## REQUIREMENT
Below are some records. Say in a single number how many of their lines include the word "query".

## RECORDS PROVIDED

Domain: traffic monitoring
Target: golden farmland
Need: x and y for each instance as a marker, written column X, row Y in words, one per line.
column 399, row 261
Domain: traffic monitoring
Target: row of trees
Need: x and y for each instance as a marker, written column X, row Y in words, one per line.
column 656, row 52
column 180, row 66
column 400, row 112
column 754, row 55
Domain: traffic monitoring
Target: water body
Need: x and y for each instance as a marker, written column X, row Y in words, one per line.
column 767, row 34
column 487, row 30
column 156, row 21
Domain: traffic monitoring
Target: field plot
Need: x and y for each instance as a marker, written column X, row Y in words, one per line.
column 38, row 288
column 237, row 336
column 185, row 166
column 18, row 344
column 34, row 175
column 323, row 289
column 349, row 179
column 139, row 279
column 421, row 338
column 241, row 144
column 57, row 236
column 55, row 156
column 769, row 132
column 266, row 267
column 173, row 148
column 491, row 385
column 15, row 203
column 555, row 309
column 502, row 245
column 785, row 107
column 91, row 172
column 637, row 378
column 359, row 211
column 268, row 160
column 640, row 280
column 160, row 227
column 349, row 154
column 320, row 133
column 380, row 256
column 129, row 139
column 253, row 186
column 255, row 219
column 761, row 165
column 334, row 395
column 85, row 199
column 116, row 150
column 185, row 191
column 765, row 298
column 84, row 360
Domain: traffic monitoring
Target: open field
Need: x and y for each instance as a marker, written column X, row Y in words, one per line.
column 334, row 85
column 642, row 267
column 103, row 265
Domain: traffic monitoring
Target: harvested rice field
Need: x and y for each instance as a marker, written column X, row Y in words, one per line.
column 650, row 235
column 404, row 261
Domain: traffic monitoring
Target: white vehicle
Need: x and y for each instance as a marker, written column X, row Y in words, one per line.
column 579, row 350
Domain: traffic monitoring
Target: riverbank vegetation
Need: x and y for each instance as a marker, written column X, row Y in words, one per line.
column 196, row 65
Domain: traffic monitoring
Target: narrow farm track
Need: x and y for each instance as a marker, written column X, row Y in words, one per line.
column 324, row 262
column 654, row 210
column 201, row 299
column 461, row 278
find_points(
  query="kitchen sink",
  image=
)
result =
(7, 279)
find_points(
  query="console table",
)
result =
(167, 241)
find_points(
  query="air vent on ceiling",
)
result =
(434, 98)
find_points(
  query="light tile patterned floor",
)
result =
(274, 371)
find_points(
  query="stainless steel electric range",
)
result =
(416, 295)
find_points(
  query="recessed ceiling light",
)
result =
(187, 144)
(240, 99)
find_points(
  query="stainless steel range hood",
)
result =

## RESULT
7